### Goal
Print the passage of the US–China trade article between "Trump Should Embrace" and "and other support.", inclusive.

— START Document —

For American companies, tapping these new consumers would be a boon. Apple Chief Executive Officer Tim Cook has cited China’s growing middle class as a reason to be optimistic about his company’s future. Starbucks CEO Howard Schultz said recently that he plans to open 2,500 new coffee shops in China over the next five years. Boeing estimates that China will purchase more than $1 trillion worth of new planes over the next two decades to serve its growing middle class.

Do we really want to start a trade war with the second largest economy on the planet? Absolutely not! That would be economic suicide.

Trump Should Embrace Trade With China, Not Punish It

The big question is whether American companies will ever have fair and free access to those Chinese shoppers. China’s policy makers have placed restrictions on all kinds of US products, from the number of Hollywood films shown in China’s theaters to the amount of chicken served on Chinese dinner tables and on and on. They also promote state-owned and local companies over international competitors through subsidies and other support.

That’s why it should be a top priority for the US to pry open China’s markets and push for fairer treatment, not start a trade war. The US government has already been negotiating a bilateral investment treaty, which would help achieve those goals, and the Trump administration should pursue its completion.

Yet China expert Michael Shuman, author of “Confucius: And the World He Created,” believes President Trump should go even further in negotiating trade relations with China. Shuman believes the US should seriously consider an exclusive full-fledged free-trade pact with China as soon as possible in the new administration. And why not with the TPP headed for the ash heap?

— END Document —
— START Dataset section —

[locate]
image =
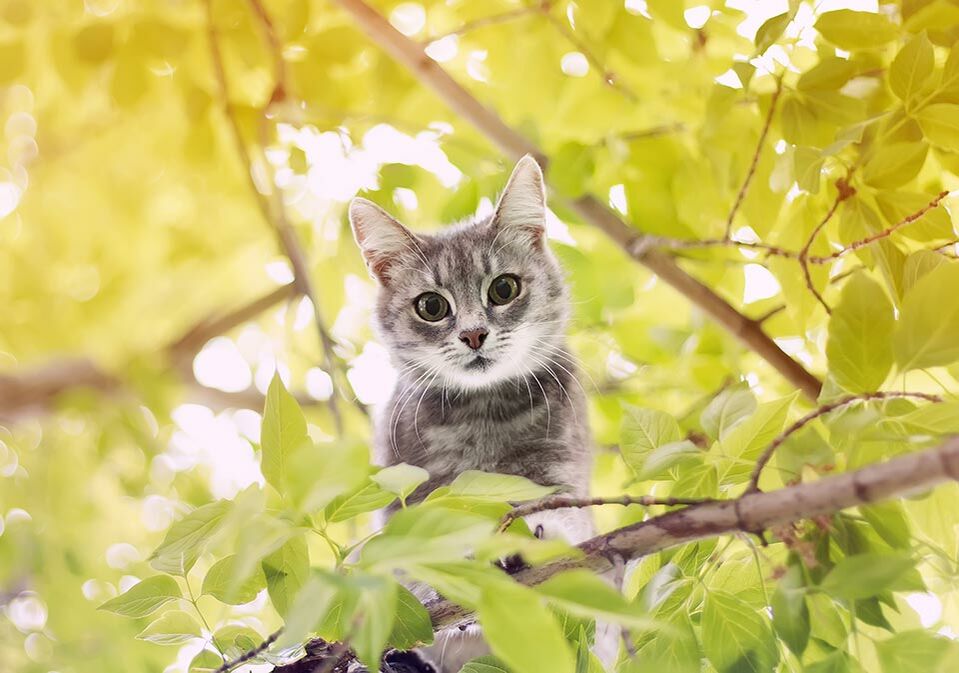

— END Dataset section —

### Response to the task
Trump Should Embrace Trade With China, Not Punish It

The big question is whether American companies will ever have fair and free access to those Chinese shoppers. China’s policy makers have placed restrictions on all kinds of US products, from the number of Hollywood films shown in China’s theaters to the amount of chicken served on Chinese dinner tables and on and on. They also promote state-owned and local companies over international competitors through subsidies and other support.